Selected passage.
··········
Wednesday, December 27, 2006

Until they give up, it's pointless

I read a piece on Church of the Churchless today that is so transparent. The author, Brian Hines, related how it made his day for the check-out clerk to go one more sentence than is the norm to inquire about what made his day nice. So he told her how it was that there was one more Self-Realization Fellowship calendar left that his wife had requested as a Christmas gift. Then he said something about guardian angels looking after procrastinators, something he apparently doesn’t believe. No, it was the conversation he found to be a joy, not that he was lucky or blessed, depending on one’s point of view.

I have no problem with valuing existential joy. I value all sorts of existential joy, from as meaningless as winning at Free Cell on my computer, especially when I have a moment when I need some little thing I can control, to as meaningful as helping people. In between are joys about sex or food some might describe or beauty in nature or the joy of self-expression. There are a lot of things that make life worth living.
··········
Task requirements.
A – Answer each question from the blog post about existential joy.
(i) On what site did the writer read the piece by Brian Hines?
(ii) What item had Brian Hines's wife requested as a Christmas gift?
(iii) What computer game does the writer name as a small source of joy?
B – Carry on the blog post about existential joy, picking up right after its final sentence.

Record extracts.
··········
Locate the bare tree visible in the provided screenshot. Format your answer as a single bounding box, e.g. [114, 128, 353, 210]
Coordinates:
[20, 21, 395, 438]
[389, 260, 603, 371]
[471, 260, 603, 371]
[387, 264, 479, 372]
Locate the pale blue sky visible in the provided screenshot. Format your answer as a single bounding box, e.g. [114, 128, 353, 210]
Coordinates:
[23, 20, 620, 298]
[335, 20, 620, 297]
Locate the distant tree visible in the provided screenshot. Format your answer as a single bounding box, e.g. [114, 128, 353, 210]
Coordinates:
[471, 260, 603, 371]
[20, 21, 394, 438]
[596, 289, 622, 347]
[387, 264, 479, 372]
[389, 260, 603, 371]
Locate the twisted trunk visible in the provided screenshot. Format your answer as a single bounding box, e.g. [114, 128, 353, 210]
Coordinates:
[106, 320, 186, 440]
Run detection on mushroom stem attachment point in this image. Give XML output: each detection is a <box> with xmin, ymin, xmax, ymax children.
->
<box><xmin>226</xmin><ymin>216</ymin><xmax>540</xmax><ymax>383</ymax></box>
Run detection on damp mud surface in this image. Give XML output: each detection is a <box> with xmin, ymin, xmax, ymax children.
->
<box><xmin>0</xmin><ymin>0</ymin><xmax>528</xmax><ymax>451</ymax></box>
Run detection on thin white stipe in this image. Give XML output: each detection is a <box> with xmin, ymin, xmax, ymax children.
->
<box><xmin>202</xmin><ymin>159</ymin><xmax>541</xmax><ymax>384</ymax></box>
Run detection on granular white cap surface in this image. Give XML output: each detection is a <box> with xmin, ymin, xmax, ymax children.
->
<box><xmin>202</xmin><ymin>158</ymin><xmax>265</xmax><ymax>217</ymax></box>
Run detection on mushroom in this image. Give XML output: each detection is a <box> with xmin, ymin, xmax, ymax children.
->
··········
Answers per task.
A –
(i) Church of the Churchless
(ii) A Self-Realization Fellowship calendar
(iii) Free Cell

B –
But Hines is someone who believes that’s all there is:

“A hypothetical God or ultimate reality doesn’t make for a nice day. Real nice moments make for a nice day. There’s no need to bring God into them. The guardian angels I brought into my check-out line conversation were totally extraneous.”

Oh, that’s not very informed. I find no conflict between finding joy in little things or big things around me and finding joy in the Holy Spirit who is my constant companion. I’m sure many believers don’t feel the Holy Spirit. Maybe they would act better if they did. Maybe atheists are right and what I feel as the Holy Spirit is something very different. It is a joy nevertheless, one that Brian Hines seems to know nothing about. So I would tell him, as I try to tell a lot of people.

How? Now, there’s the problem. I can tell all kinds of stories, as I’ve told on this blog, and most people would still have no idea what it’s like to be me. It’s not that my spiritual experiences are unique. I read something like Roman 8:9, where Paul writes, “But you are not in the flesh but in the Spirit, if indeed the Spirit of God dwells in you. Now if anyone does not have the Spirit of Christ, he is not His.” Knowing everything Paul writes about his spiritual experiences, I suspect he is describing an almost tangible presence of God, not something at all hypothetical.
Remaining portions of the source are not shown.